_Directions_
Each line of the listing that contains the word "with" is to be copied.

_Exercise input_
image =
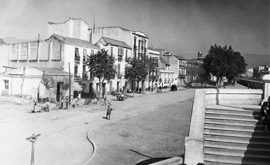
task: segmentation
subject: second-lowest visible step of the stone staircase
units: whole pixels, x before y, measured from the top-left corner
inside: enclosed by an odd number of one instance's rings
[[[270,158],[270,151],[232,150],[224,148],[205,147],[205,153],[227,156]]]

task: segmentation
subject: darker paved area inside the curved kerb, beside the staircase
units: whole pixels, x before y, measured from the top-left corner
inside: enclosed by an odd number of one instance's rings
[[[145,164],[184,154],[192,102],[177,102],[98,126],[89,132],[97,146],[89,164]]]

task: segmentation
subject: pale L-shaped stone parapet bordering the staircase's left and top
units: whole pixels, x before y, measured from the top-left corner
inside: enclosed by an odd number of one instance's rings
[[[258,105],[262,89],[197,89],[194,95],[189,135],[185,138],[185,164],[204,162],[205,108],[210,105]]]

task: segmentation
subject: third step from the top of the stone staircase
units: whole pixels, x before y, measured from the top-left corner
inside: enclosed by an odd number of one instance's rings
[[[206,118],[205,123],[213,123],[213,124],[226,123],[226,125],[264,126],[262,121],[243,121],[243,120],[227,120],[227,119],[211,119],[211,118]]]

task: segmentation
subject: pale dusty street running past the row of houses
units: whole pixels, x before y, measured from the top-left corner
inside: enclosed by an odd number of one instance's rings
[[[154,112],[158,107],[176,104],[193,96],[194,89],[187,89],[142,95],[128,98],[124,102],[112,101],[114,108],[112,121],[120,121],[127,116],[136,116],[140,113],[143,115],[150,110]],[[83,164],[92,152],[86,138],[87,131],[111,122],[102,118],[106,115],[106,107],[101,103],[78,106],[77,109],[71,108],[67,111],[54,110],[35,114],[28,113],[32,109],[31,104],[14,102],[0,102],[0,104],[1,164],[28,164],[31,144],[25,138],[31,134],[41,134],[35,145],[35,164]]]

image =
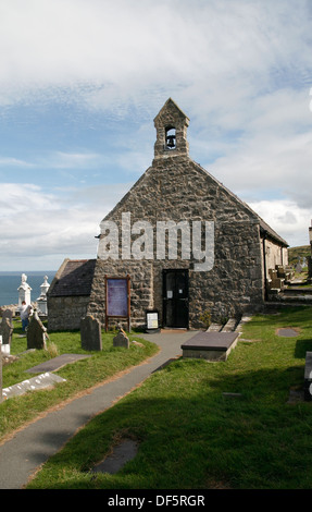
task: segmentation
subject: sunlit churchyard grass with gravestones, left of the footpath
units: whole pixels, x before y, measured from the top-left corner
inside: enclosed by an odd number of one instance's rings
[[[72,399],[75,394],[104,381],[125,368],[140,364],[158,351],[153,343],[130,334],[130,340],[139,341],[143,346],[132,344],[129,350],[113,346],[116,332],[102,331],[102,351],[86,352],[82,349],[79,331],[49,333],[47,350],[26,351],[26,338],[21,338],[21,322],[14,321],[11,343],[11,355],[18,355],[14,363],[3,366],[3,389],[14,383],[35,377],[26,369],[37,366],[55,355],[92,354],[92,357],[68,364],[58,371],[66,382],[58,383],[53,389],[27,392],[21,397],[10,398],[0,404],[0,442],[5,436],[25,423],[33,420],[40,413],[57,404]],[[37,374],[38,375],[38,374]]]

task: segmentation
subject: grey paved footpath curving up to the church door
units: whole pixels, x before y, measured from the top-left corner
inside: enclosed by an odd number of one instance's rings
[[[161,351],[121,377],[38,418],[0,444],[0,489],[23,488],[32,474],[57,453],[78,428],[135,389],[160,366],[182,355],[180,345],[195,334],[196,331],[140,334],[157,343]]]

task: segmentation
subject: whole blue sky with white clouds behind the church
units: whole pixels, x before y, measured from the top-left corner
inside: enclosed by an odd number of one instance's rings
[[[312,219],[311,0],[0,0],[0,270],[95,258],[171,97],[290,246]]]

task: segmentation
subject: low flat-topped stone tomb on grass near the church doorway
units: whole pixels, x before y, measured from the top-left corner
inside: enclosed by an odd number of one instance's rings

_Answer_
subject: sunlit churchyard grass with gravestones, left of the footpath
subject: whole blue sky with white clouds behind the church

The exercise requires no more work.